#### [Выбранный текст]
·····

Все же мы попросили вернуться к той учительнице, о которой Александра Александровна рассказала вначале. Упоминание о ней не давало покоя. В первом смехе детей она увидела событие. Она оценила это событие как великое, может быть решающее. Настолько, что обошла всех родителей. Она разносила эту весть как самый дорогой подарок — они смеялись! Они снова смеются!

«— Как вы узнали, что она ходила?

— Нам родители сказали. Я не знаю довоенной судьбы этой учительницы, я не знаю ее домашней жизни во время войны. У меня сложилось такое впечатление, что она жила только школой и только нами. Мы приходили в школу голодные, холодные. Она нас раздевала, смотрела, что у нас внизу надето. Заворачивала (у кого ничего нет) в газету, сверху надевала платье, чтобы дети не мерзли. Если кто-то начинал плакать на уроке, у нее всегда какие-то корочки находились в кармане. Кофта у нее была большая, карманы где-то внизу (может быть, такое впечатление тогда было). Вот она нам давала эти корочки пососать, лишь бы мы не плакали. Во время обстрелов она нас собирала в коридоре и буквально укрывала собой. Очень часто навещала нас дома. Если кто-то из детей хотя бы раз не придет в школу, она в этот же день шла домой. Как она себя чувствовала, я этого ничего, конечно, не знаю, не знаю, была ли у нее семья или она была одна, потому что я у нее проучилась только первый, второй и начало третьего класса.

— И дальнейшую ее судьбу вы не знаете?

— Я ее больше не видела. Я перешла в другую школу. Потом, когда я вернулась в свою школу, ее там уже не было.

— А как ее имя и отчество?

— Елена Игнатьевна.

— А фамилии не помните?

— Нет».

…Воспоминания детей, то есть тех, кто были в блокаду детьми, не похожи на воспоминания взрослых, хотя сейчас рассказывают их нам люди взрослые, сами уже отцы, матери, даже бабушки.

Память детская сохранила чрезвычайно много, донесла точно, ярко. Какие-то картины нынешним сознанием даже не расшифровать. И какие-то страхи тоже малопонятны нам.

Шестилетнему тогда мальчику Вите (Виктору Васильевичу Корбунову) из всех бомбежек врезалось: огромный шкаф заплясал на ножках! И то, что в их детском саду после бомбежек осколки стекла были в кроватках.

·····

#### [Входные данные]

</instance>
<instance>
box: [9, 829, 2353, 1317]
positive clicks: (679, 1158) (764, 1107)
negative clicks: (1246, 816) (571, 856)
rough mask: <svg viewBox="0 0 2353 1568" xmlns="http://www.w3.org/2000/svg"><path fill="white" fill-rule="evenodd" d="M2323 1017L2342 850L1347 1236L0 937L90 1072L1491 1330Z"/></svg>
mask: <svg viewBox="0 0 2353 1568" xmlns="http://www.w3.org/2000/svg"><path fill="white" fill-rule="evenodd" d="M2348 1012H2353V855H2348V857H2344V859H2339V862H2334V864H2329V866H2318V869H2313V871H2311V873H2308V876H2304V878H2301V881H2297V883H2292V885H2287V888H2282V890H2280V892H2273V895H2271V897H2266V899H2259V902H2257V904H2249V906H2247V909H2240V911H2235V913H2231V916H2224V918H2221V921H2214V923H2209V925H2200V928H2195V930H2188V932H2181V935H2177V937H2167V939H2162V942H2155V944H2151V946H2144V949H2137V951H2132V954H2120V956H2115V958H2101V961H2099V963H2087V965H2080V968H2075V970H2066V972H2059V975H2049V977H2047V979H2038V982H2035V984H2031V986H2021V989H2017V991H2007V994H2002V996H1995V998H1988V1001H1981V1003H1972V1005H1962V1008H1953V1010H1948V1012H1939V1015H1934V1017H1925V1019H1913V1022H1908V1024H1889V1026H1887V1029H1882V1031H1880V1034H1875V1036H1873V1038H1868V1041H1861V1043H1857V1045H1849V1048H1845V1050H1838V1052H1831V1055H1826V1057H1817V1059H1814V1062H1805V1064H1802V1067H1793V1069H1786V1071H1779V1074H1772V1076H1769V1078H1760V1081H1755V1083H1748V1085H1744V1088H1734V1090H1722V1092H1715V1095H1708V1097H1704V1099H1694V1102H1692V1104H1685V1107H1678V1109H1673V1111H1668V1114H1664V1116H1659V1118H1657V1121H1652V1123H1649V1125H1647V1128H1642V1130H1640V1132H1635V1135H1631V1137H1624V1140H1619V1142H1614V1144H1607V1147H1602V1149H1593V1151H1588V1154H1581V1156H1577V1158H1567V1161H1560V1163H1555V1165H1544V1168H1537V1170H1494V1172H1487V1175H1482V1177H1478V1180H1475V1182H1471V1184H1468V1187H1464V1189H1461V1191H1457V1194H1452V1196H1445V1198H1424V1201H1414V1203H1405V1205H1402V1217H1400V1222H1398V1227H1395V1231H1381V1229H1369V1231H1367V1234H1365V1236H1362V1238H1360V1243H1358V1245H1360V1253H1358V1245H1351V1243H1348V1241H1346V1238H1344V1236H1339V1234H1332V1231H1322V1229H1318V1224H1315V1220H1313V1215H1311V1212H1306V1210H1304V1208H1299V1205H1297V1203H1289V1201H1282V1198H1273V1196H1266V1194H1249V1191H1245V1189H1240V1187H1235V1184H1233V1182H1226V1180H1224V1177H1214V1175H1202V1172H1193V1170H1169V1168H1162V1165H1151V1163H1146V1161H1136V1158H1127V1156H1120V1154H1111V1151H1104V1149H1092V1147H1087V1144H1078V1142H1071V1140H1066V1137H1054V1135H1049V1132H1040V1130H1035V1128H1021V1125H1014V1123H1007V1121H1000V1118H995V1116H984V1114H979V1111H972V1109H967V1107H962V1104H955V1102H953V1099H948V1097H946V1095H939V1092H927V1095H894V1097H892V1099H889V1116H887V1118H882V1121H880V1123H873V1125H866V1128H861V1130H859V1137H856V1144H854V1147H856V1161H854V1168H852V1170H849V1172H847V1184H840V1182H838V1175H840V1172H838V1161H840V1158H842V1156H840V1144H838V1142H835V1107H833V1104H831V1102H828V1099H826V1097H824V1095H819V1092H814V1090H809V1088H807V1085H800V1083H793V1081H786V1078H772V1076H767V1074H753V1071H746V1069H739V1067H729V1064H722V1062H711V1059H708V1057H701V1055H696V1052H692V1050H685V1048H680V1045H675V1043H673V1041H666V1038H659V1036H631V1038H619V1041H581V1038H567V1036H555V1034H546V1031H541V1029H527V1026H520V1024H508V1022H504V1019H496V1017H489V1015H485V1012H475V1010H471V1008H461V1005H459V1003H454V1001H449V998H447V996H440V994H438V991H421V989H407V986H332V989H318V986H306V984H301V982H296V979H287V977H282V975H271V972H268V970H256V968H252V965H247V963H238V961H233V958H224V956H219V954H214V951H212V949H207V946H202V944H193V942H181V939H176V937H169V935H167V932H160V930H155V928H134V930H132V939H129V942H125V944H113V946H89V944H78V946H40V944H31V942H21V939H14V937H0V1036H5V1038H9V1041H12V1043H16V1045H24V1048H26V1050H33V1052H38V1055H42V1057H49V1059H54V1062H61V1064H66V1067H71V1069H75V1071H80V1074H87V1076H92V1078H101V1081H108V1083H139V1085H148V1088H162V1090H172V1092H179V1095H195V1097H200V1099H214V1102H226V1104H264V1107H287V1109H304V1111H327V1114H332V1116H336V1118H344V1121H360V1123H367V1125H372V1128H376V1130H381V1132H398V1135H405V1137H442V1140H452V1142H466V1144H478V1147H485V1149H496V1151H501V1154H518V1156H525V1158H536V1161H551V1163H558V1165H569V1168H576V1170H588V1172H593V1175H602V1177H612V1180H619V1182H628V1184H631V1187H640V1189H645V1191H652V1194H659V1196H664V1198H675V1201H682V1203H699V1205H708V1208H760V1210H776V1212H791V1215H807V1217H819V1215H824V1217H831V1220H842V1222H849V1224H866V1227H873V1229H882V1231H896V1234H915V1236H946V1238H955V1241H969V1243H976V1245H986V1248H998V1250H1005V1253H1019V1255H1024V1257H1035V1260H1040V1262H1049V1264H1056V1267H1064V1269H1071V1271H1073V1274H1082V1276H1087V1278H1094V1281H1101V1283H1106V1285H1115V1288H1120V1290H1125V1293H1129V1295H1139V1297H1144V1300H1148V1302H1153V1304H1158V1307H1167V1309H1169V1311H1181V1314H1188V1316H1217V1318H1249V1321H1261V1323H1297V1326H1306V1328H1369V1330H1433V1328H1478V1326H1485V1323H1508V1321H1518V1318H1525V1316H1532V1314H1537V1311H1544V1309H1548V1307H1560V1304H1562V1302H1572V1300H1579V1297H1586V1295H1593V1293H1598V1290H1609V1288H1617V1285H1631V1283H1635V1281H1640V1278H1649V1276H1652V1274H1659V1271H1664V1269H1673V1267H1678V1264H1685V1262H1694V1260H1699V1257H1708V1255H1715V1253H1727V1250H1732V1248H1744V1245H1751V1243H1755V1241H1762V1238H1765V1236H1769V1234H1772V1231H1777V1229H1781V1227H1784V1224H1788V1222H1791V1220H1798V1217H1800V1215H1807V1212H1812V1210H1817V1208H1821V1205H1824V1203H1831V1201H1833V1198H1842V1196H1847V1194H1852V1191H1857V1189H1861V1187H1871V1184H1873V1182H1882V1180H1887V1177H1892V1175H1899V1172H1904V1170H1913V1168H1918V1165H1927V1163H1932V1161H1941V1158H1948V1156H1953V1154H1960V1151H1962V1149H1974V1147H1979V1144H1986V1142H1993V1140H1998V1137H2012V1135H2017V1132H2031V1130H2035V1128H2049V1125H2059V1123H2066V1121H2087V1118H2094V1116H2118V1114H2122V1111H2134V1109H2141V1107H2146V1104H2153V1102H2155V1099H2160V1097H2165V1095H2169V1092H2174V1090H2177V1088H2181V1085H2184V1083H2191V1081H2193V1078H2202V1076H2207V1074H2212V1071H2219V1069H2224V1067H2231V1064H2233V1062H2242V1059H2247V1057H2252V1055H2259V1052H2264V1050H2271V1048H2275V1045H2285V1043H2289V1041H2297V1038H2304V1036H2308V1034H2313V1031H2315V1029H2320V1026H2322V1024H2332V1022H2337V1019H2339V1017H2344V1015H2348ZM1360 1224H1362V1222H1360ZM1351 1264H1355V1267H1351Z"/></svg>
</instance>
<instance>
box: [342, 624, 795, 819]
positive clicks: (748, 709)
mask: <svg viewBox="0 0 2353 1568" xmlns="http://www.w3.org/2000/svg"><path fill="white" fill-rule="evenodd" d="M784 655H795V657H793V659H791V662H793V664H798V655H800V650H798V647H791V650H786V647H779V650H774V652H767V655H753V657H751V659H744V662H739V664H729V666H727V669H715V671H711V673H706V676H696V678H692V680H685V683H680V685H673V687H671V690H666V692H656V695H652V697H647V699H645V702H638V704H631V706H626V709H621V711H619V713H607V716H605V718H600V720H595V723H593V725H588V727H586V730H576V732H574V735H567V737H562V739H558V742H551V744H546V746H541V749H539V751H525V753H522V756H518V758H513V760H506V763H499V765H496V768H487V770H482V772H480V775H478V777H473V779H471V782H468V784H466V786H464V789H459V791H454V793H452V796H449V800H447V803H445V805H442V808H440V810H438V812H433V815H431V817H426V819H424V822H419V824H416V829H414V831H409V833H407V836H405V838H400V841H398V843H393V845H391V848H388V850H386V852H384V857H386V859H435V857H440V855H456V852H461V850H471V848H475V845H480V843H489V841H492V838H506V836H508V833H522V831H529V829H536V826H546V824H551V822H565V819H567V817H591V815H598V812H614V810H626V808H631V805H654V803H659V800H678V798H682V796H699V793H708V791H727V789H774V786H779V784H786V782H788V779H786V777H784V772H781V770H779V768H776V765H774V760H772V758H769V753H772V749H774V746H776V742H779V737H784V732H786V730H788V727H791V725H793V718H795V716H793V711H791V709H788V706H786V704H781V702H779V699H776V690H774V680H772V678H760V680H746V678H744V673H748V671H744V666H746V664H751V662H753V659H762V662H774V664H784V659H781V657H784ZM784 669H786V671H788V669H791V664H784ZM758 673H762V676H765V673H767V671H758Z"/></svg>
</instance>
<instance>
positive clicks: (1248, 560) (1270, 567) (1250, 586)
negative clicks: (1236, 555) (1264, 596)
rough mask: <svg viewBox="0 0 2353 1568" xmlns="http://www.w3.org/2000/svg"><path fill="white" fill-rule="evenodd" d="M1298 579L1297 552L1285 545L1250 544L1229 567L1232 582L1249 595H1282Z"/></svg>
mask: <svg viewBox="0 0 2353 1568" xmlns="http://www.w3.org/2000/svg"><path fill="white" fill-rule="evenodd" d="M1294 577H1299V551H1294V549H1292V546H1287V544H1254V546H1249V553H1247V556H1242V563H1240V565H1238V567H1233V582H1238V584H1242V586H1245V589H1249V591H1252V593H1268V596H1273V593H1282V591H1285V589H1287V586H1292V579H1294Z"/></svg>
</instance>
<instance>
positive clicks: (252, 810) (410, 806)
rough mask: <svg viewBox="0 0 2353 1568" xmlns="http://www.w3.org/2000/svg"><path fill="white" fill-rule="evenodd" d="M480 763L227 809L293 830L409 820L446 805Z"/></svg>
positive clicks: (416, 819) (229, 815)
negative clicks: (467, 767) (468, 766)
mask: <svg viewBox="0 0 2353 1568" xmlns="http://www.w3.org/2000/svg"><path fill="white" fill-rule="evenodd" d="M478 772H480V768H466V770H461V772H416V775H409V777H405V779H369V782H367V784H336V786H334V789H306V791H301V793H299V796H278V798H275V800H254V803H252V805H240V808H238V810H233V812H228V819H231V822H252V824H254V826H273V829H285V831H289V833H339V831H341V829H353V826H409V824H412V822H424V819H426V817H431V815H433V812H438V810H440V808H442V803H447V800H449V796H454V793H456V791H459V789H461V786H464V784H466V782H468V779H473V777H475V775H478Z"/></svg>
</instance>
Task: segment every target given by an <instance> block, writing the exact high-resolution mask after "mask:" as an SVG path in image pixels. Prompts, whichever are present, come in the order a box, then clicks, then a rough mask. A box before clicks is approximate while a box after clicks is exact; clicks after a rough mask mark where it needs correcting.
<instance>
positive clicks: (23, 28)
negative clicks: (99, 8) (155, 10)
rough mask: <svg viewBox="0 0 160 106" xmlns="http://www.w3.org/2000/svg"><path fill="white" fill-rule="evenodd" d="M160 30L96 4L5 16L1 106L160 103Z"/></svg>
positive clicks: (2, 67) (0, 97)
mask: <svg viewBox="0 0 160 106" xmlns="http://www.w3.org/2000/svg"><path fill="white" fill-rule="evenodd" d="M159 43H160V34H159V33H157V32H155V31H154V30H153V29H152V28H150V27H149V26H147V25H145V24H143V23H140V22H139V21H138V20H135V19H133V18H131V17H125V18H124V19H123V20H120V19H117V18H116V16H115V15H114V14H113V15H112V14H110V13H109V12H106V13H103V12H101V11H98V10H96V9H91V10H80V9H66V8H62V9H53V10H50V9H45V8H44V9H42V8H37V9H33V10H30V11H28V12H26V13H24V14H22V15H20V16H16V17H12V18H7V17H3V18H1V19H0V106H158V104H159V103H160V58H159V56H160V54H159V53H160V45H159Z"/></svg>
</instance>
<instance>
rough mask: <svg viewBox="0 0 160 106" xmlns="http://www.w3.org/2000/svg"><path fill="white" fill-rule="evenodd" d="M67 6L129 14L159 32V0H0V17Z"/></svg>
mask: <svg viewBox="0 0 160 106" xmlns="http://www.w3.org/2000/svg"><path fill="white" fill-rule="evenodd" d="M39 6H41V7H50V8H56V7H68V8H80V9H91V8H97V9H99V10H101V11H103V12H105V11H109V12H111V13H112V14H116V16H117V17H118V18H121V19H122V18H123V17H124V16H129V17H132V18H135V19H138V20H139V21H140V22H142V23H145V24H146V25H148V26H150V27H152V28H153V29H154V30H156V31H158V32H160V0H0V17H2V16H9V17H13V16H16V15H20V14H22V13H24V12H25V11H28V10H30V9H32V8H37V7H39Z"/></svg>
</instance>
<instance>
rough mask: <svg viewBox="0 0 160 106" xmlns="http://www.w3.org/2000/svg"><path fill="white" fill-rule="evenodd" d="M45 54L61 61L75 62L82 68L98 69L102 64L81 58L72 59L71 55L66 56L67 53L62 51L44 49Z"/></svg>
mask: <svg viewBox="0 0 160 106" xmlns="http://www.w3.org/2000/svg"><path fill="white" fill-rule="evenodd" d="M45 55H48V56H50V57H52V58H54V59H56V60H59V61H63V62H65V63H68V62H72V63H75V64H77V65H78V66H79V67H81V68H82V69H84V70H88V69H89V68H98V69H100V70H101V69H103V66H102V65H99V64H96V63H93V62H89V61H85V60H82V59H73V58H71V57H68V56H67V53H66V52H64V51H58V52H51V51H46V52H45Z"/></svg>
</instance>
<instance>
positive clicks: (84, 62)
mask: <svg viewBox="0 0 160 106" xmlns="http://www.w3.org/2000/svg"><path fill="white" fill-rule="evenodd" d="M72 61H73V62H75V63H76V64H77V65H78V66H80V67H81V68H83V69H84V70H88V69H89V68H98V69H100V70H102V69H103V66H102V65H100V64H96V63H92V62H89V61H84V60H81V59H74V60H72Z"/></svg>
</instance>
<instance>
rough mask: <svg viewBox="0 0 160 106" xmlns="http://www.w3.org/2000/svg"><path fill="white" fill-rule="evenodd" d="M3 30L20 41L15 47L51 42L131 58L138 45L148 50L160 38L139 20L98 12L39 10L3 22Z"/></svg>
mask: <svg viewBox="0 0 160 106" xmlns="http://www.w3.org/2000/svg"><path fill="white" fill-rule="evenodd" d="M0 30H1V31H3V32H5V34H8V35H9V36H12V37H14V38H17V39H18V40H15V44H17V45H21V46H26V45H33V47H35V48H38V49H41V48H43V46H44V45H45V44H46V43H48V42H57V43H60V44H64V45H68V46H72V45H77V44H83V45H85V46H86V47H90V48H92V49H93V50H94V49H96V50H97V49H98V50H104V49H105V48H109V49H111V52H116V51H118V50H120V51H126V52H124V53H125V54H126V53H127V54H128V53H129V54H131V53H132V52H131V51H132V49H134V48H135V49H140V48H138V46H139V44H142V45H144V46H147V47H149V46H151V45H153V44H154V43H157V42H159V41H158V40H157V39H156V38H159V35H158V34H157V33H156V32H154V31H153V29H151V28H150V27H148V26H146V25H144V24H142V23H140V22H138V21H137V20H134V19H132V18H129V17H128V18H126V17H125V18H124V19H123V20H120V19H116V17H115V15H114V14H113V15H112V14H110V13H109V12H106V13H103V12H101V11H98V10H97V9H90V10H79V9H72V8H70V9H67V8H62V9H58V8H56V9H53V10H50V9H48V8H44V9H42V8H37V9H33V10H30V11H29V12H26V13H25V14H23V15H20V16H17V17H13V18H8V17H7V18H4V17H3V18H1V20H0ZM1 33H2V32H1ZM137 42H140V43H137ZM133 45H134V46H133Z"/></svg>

·····

#### [Что нужно сделать]
(a) Сколько строк записей содержат слово «positive»? Регистр букв учитывается, в ответе укажите только число.
(b) Напишите, что идет дальше в тексте о блокадных воспоминаниях, начиная сразу после его последнего предложения.

#### [Результаты заданий]
(a) 8

(b)
Володю (Владимира Рудольфовича Дена), которому тогда было лет двенадцать, мать выпустила на улицу гулять. Был февраль 1942 года. После невылазного сидения дома от воздуха его слегка шатало. Но больше всего его потряс высокий снег, выше головы — снежные траншеи, сугробы, заваленные снегом первые этажи, снежные горы. И снег не городской, а чистый, сверкающий, слепящий. И вот спустя тридцать пять лет, тоже в феврале, он поехал в Кировск кататься на лыжах.

«Вот там я иду по улицам и — что такое? Какие-то странные ассоциации. Вот этот снег! Тротуары, конечно, занесены не так, как здесь было. Ну, скажем, если газоны, то они выше головы засыпаны снегом — это всю зиму чистят и отбрасывают».

Через этот чистый снег, через полярную снежность вдруг ожило детское, блокадное. Оно возвращается, оно вдруг обнаруживается в характере, привычках, сновидениях. У каждого по-своему, да и так, что человек порой и не знает, откуда у него это.

У шестилетнего Коли (Николая Викторовича Хлудова) снег связан с голодом: «Когда выпал снег, мне стало постоянно хотеться есть». Так это и соединилось для него.

Картинки, вырезанные детской памятью, обычно сверкают всеми красками.

«У Финляндского вокзала внимание мое приковывали троллейбусы, зимующие на площади. Рядом стоял сгоревший дом. Его тушили, и струи воды, упав на крыши троллейбусов, застыли огромными ледяными столбами. В лучах весеннего солнца столбы искрились и просвечивали, и все кругом мне казалось похожим на ледяное царство» (Лидия Ивановна Мельникова).

 

А восьмилетней Жанне (Жанне Эмильевне Уманской) блокада вспоминается как страшный холод. Все время холод, под одеялом, в шубе — и все равно холод. Еще огромная корзина, обшитая кусками ватного одеяла, в которой мать носила обед. Хлеб, кусочками в двести граммов, прятали в чемодан, а чемодан клали в диван, чтобы не съедать этот хлеб сразу.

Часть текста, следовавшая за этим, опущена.